#### Work item
Your response should contain exactly the lines running from the one with "The locator SHOULD return, for each instance of the narrow" to the end of the data below, both included, and no pictures.

#### Data under study

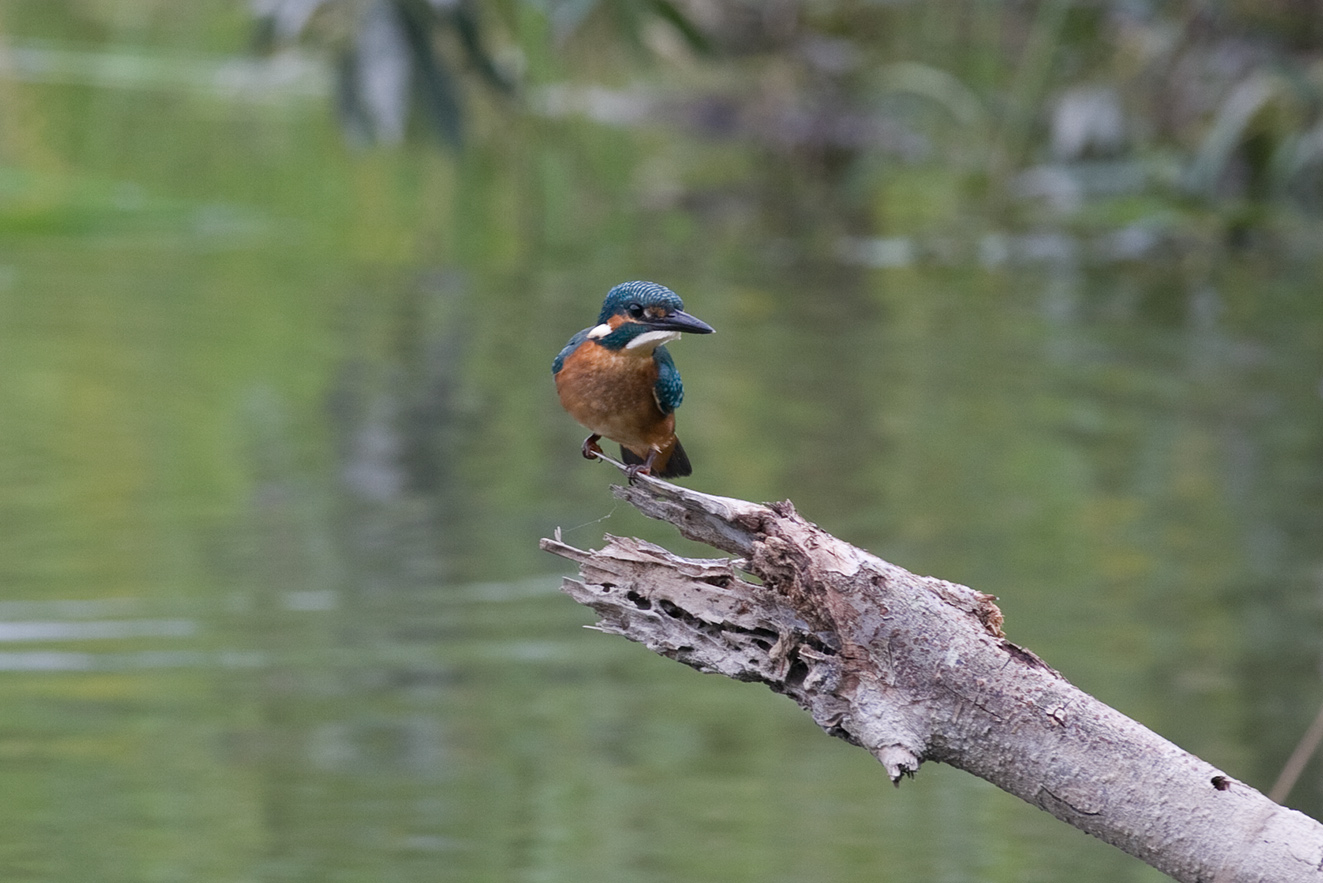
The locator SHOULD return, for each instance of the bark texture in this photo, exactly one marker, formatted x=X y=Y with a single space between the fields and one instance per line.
x=916 y=669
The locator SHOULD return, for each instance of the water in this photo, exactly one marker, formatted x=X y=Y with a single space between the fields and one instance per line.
x=279 y=441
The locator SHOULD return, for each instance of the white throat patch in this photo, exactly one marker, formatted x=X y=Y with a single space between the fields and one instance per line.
x=652 y=339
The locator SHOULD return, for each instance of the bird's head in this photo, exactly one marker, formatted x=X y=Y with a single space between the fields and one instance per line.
x=643 y=315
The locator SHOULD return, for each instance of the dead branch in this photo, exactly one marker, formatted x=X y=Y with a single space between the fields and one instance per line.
x=916 y=669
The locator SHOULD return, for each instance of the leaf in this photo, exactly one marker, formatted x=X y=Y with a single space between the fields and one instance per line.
x=671 y=13
x=437 y=88
x=470 y=37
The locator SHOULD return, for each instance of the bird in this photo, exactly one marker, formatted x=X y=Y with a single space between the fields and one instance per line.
x=619 y=381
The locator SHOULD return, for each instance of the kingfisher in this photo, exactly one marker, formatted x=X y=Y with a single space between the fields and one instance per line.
x=619 y=381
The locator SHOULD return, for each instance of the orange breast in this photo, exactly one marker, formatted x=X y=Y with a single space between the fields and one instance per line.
x=611 y=392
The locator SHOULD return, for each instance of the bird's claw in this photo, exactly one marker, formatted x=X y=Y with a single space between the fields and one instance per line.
x=592 y=450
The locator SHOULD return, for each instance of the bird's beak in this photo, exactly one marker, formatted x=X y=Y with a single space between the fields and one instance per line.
x=680 y=321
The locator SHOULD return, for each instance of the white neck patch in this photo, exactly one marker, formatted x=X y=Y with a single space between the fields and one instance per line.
x=652 y=339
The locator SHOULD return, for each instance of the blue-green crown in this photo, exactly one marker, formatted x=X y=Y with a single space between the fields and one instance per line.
x=646 y=294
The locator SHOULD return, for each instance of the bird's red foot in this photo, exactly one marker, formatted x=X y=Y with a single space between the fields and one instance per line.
x=634 y=470
x=590 y=448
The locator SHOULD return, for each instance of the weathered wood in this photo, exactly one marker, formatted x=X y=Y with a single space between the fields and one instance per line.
x=916 y=669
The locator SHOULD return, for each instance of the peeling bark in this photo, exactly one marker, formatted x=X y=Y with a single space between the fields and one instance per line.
x=914 y=669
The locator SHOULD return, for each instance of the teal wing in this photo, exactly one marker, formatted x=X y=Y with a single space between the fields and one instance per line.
x=668 y=389
x=570 y=347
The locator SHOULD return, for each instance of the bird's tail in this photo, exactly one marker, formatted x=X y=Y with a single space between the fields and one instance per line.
x=675 y=466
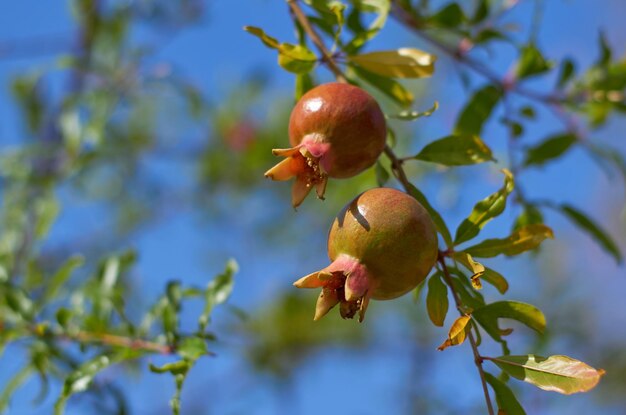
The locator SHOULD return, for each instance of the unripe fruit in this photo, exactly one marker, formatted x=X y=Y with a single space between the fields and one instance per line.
x=336 y=130
x=382 y=245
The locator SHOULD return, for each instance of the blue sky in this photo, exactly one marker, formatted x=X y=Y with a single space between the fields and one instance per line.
x=217 y=54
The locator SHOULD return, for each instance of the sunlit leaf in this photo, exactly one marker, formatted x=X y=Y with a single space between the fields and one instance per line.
x=80 y=379
x=437 y=300
x=450 y=15
x=457 y=333
x=410 y=115
x=506 y=400
x=381 y=8
x=484 y=211
x=532 y=62
x=401 y=63
x=549 y=149
x=440 y=224
x=529 y=216
x=522 y=240
x=592 y=228
x=218 y=291
x=556 y=373
x=387 y=86
x=526 y=314
x=456 y=150
x=192 y=348
x=477 y=111
x=568 y=69
x=293 y=58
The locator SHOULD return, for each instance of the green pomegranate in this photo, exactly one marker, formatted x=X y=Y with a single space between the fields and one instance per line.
x=382 y=245
x=336 y=130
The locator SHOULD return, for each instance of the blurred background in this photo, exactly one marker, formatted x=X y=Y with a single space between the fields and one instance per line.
x=184 y=108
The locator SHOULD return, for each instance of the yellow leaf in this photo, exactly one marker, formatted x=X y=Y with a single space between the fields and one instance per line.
x=457 y=333
x=401 y=63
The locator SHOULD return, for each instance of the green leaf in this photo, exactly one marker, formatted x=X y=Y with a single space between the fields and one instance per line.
x=47 y=209
x=457 y=333
x=387 y=86
x=382 y=175
x=192 y=348
x=456 y=150
x=175 y=368
x=441 y=226
x=411 y=115
x=532 y=62
x=269 y=41
x=478 y=110
x=522 y=240
x=304 y=83
x=556 y=373
x=13 y=384
x=506 y=400
x=529 y=216
x=605 y=51
x=80 y=379
x=484 y=211
x=526 y=314
x=567 y=70
x=297 y=59
x=592 y=228
x=496 y=279
x=60 y=278
x=217 y=292
x=381 y=8
x=549 y=149
x=400 y=63
x=449 y=16
x=437 y=300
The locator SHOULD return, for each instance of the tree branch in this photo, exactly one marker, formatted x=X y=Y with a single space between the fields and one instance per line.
x=317 y=41
x=396 y=166
x=478 y=359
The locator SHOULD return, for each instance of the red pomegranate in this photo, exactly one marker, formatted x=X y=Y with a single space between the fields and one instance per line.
x=336 y=130
x=382 y=245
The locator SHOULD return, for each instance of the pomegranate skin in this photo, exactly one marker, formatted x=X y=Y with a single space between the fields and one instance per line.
x=335 y=130
x=346 y=118
x=381 y=245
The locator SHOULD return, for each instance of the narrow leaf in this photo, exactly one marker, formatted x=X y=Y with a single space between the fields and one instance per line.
x=597 y=233
x=401 y=63
x=549 y=149
x=456 y=150
x=389 y=87
x=478 y=110
x=411 y=115
x=457 y=333
x=526 y=314
x=496 y=279
x=437 y=300
x=218 y=291
x=556 y=373
x=532 y=62
x=506 y=400
x=522 y=240
x=441 y=226
x=485 y=210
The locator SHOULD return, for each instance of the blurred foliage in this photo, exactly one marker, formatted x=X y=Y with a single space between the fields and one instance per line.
x=98 y=120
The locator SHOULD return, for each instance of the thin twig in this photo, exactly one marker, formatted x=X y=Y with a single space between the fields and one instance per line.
x=399 y=173
x=317 y=41
x=478 y=359
x=107 y=339
x=506 y=83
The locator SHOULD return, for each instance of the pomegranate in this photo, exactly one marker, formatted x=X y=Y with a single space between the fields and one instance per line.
x=382 y=245
x=336 y=130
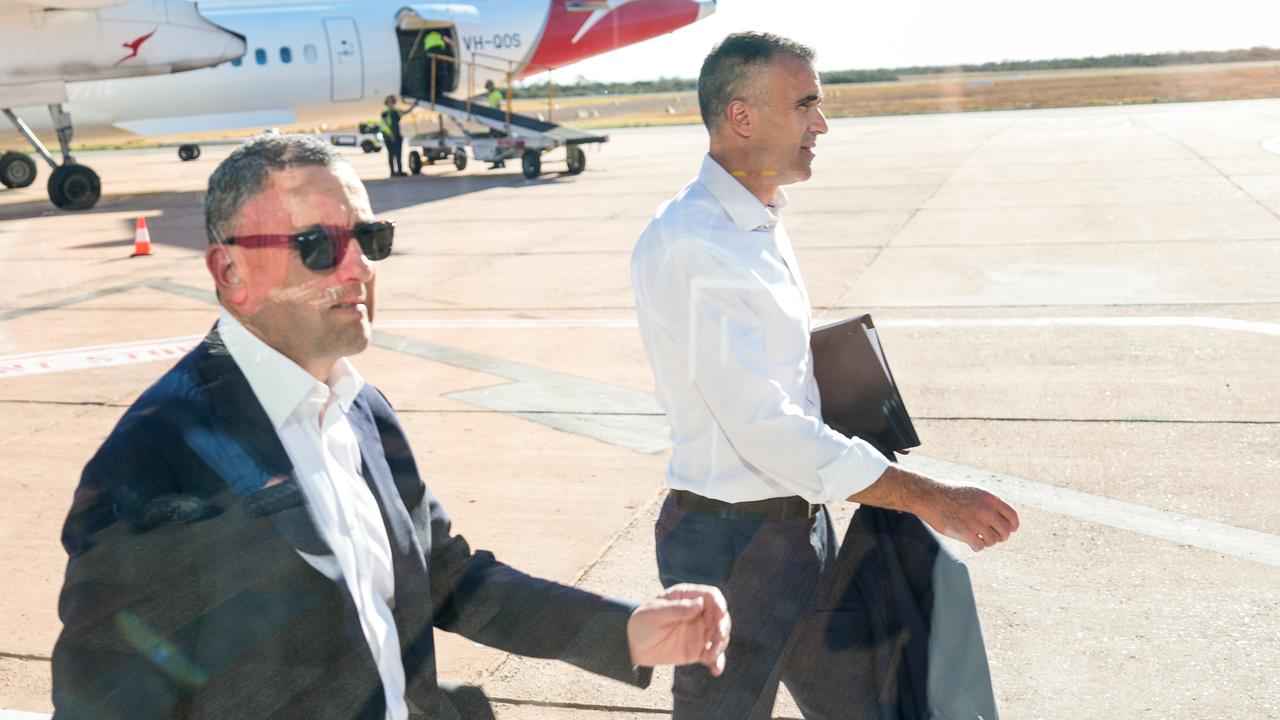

#### Answer area
The locator SHOULD return, for each instance of the narrow leaf in this photo, exactly one marker, formatted x=X y=Y with a single space between the fields and one instance per line.
x=597 y=233
x=401 y=63
x=549 y=149
x=456 y=150
x=389 y=87
x=478 y=110
x=411 y=115
x=457 y=333
x=526 y=314
x=496 y=279
x=437 y=300
x=218 y=291
x=556 y=373
x=532 y=62
x=506 y=400
x=522 y=240
x=441 y=226
x=485 y=210
The locator SHOULD return, for each instance of the blurred foliage in this photo, exactly one marker, formatted x=X y=Y with a single space between the fields and one instance per line.
x=98 y=120
The locator SHOULD return, for each instance of the thin twig in this photo, exactly one marker, formatted x=X y=Y with a single space between the fields and one instance per line.
x=399 y=173
x=317 y=41
x=478 y=359
x=107 y=339
x=506 y=83
The locator SHOULD return, for each instance of the pomegranate in this photo, exactly one marker, formatted x=X y=Y with a single space between the fields and one instance per line.
x=382 y=245
x=336 y=130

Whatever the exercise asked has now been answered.